━━ AVAILABLE DATA

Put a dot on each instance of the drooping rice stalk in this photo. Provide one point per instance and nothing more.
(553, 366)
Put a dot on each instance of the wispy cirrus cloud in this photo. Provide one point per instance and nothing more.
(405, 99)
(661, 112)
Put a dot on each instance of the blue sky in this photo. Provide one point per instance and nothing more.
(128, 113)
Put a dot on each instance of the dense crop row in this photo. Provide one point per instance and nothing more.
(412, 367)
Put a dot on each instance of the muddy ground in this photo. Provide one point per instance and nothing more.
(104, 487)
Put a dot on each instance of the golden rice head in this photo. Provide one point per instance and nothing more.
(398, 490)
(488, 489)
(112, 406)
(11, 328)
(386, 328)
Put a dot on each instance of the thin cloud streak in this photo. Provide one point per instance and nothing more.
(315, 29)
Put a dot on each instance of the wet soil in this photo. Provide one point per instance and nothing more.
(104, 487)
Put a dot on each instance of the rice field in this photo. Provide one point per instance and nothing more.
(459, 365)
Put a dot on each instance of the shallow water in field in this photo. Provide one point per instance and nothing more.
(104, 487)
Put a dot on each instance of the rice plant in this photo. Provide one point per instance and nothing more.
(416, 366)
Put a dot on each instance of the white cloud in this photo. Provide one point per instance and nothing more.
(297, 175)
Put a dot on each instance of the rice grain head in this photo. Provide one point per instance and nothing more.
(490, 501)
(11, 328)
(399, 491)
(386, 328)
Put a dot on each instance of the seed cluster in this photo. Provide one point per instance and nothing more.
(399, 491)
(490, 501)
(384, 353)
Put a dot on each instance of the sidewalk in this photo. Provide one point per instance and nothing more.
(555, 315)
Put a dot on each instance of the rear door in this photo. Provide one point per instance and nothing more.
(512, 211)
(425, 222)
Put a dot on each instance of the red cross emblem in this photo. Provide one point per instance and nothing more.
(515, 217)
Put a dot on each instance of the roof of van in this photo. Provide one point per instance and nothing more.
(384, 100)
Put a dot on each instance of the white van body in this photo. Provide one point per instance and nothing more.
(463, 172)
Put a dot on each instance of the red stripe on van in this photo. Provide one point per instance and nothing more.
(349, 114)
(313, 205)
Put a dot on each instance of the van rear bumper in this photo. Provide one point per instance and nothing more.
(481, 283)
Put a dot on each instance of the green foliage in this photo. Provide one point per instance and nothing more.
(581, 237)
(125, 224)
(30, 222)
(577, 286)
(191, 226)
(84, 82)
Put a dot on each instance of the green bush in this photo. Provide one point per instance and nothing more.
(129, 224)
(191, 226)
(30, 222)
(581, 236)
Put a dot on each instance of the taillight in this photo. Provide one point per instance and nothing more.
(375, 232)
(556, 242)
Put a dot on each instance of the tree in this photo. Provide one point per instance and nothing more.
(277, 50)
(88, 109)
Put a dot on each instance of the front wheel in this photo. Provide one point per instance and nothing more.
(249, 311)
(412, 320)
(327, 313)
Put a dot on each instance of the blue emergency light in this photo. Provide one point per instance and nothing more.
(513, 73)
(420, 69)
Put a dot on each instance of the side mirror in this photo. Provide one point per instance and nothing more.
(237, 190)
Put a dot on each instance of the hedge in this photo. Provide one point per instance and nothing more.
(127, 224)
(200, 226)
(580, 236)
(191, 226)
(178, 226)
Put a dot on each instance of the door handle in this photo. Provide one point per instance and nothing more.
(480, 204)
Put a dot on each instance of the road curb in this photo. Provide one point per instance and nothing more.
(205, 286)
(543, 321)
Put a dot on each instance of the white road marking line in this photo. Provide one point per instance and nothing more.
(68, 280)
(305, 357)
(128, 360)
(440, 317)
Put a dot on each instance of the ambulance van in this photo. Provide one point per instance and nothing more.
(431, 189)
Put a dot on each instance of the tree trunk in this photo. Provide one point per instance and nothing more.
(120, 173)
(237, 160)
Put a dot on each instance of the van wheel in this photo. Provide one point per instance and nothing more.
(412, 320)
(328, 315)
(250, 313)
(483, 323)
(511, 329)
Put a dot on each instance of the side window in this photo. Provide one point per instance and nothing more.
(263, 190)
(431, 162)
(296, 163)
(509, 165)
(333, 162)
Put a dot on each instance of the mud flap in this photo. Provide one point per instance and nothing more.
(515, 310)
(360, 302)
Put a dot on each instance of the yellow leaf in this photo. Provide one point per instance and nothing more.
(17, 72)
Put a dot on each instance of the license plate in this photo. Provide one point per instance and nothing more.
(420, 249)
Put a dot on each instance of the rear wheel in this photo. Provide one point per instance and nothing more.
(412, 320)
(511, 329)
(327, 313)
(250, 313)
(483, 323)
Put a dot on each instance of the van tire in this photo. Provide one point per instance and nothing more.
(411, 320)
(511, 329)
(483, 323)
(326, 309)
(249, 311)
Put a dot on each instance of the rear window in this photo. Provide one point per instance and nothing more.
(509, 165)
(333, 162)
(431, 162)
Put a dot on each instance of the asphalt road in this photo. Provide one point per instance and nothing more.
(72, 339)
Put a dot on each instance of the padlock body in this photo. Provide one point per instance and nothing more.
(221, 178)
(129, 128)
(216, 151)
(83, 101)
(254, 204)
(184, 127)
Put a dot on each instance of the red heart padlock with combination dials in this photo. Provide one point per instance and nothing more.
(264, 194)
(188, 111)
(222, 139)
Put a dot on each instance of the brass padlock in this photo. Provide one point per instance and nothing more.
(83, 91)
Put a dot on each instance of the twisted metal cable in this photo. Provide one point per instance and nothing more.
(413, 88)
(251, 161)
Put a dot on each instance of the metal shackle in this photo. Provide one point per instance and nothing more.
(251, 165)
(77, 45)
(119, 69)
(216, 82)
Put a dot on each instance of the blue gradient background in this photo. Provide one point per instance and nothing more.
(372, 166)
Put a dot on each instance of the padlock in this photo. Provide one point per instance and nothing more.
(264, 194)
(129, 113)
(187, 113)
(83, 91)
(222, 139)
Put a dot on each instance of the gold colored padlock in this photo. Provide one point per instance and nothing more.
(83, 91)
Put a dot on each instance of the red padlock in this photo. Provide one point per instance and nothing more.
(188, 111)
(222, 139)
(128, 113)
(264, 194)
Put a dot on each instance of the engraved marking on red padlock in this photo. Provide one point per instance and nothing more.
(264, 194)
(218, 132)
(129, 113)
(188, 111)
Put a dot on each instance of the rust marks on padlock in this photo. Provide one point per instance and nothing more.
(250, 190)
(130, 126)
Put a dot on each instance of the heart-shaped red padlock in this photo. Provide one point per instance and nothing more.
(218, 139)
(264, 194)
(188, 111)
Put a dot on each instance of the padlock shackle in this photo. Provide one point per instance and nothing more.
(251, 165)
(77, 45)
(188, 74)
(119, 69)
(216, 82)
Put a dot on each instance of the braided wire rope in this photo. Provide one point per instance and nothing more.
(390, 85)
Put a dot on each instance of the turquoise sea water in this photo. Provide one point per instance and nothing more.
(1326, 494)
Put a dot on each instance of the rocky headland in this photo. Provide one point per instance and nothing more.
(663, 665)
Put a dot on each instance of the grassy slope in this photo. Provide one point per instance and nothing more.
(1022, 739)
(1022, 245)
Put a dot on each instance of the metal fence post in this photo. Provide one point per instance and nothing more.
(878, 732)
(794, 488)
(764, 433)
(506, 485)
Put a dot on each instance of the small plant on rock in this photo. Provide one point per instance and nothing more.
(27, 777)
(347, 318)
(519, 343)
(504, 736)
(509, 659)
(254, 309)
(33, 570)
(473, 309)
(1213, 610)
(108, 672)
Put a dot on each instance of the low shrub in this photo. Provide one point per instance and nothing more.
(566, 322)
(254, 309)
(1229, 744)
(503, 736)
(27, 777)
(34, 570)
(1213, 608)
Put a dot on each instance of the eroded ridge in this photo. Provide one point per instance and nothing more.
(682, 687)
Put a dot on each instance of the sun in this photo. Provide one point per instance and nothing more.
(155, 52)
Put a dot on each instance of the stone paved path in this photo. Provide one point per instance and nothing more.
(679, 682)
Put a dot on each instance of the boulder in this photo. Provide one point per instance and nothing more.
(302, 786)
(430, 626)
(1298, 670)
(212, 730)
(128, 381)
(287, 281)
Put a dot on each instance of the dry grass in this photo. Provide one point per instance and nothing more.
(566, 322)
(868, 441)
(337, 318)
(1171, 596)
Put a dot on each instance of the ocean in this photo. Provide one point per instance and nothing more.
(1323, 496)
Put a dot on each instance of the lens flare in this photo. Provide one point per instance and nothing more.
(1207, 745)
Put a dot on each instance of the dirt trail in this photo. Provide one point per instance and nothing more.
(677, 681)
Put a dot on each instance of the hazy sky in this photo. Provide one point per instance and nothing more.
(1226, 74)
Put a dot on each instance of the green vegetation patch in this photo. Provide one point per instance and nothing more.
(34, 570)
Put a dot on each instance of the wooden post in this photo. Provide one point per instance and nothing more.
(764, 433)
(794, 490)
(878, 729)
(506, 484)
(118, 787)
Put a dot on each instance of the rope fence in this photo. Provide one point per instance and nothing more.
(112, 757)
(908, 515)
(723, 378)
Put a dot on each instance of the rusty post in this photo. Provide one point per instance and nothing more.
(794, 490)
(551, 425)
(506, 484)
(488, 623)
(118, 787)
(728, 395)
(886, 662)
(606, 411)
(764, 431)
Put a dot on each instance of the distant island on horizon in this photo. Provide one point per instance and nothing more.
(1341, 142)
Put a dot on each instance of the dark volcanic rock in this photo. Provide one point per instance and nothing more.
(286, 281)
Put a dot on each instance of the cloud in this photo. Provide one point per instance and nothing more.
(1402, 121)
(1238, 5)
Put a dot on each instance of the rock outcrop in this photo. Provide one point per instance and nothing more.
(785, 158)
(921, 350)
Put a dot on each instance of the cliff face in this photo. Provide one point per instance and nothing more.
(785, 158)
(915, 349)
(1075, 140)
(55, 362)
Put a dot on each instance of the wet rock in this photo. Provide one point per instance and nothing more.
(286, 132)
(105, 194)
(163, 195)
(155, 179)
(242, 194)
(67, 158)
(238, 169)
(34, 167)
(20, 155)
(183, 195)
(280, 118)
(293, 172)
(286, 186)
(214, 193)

━━━━

§ **TASK TO CARRY OUT**: Begin at the line containing "Put a dot on each instance of the wet rock" and reproduce every line through the last one in the records above, exactly.

§ **OUTPUT FOR THIS EXERCISE**:
Put a dot on each instance of the wet rock in this photo. Provide one point per instance and nothing more.
(286, 132)
(105, 194)
(163, 195)
(155, 179)
(242, 194)
(67, 158)
(238, 169)
(34, 167)
(20, 155)
(183, 195)
(280, 118)
(293, 172)
(286, 186)
(214, 193)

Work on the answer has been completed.